» **SELECTED EXCERPT**
I am not disputing it working in the glove box, but these signals are diffraction and will not be accurate in their position.. It may be a few hundred meters to the real position..... 

Not saying you cannot find the vehicle with this, but do o think it is in any way 'accurate'


----------



## Melodic Acoustic (Oct 10, 2005)

felix509 said:


> Hmmmmmmmmmmmmmm...
> 
> 
> My job has revolved around DGPS since 1988 and i have sat in front of the best $50,000 GPS receivers made in the world for many many days..
> ...


You would be correct, not metal, but it will pass through plastic. So putting it in the dash behind the radio or hind the dash cluster should not be a problem. Man for 10 bux a month a couple hunderd meters is not bad.


----------



## felix509 (Dec 17, 2006)

I absolutely Agree!!! I am going to do this myself!!\

I was just chiming in that it will not work under the car or in other extremely obstructed places... 

I like it, and it is a great thing that affordable phones have GPS now!!!






Here-I-Come said:


> You would be correct, not metal, but it will pass through plastic. So putting it in the dash behind the radio or hind the dash cluster should not be a problem. Man for 10 bux a month a couple hunderd meters is not bad.


----------



## CRD (Apr 23, 2008)

felix509 said:


> Hmmmmmmmmmmmmmm...
> 
> 
> My job has revolved around DGPS since 1988 and i have sat in front of the best $50,000 GPS receivers made in the world for many many days..
> ...


I'm really surprise about that, the kind of metal I'm talking about is sheet metal or aluminum roofs, or even 5"-6" concrete roofs and they're really acurate, all depends on the model. I have own more than 20 diiferent types of GPS , watches, trackers, bluetooth gps, normal tomtom's, Mio's etc. The worse was the Garmin forerunner, and the best one is the MIO gps+a bluetooth I used to have. I currently have the Tomtom 720 and I get reception with my hand on top of it, inside my house and on the office 1 floor building with metal roof.

The bluetooth GPS used with google maps worked great inside the building I work, it showed me on aerial pictures where I was inside the building with an accuracy of maybe 5-10 feet.

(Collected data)
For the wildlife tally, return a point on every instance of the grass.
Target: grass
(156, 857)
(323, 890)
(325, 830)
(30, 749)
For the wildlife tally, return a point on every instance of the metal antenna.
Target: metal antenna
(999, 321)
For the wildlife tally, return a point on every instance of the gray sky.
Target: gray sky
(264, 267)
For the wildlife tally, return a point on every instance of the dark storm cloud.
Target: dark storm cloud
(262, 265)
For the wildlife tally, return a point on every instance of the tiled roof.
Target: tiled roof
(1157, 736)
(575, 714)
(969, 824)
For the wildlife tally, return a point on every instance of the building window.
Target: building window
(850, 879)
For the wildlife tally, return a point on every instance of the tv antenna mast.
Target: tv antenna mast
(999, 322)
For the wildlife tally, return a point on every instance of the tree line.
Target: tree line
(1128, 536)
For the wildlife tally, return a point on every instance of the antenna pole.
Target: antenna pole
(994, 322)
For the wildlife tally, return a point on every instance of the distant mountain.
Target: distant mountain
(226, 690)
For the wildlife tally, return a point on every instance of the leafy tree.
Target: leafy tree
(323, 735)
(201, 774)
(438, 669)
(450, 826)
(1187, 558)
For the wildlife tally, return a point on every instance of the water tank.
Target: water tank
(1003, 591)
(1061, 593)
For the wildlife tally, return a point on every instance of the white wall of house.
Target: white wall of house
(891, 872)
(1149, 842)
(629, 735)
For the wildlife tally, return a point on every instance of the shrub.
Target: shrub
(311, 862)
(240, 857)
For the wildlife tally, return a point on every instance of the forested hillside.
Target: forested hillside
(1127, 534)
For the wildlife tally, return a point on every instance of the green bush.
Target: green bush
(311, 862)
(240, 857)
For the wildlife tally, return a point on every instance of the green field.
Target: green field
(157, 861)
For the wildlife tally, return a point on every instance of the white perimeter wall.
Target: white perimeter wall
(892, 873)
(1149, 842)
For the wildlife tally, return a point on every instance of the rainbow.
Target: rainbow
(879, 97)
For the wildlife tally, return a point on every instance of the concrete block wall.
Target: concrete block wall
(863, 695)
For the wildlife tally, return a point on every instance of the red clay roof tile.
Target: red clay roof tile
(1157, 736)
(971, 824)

» **WRITTEN INSTRUCTION**
Continue the forum thread on GPS reception through metal and plastic, picking up right after its final post.

» **RESULT FOR THIS EXERCISE**
----------



## CRD (Apr 23, 2008)

Here I tested my TomTom 720 inside my house, I don't have metal roof but it's very acurate less than 10 feet from my actual position even though is inside the house and as you can see only half of the satellites are pick up.

CLICK HERE TO SEE THE CORDINATES on the map

http://maps.google.com/maps?f=q&hl=...404,-81.463329&spn=0.000622,0.001202&t=h&z=20


----------



## Whiterabbit (May 26, 2006)

felix509 said:


> Hmmmmmmmmmmmmmm...
> 
> 
> My job has revolved around DGPS since 1988 and i have sat in front of the best $50,000 GPS receivers made in the world for many many days..
> ...



Thanks for the support, felix


----------



## felix509 (Dec 17, 2006)

I like it that they GPS chips are so good these days, for cheap.... 

Sensitivity is through he roof and that is good for locking onto GPS signals.

At my Work We would barely function with 4 sats, very sketchy positions, barely into 3d mode.. We have Quality indicators that would probably shut us down. Of Course we rarely have fewer than 8 sats locked on, and we are sub centimeter accuracy also..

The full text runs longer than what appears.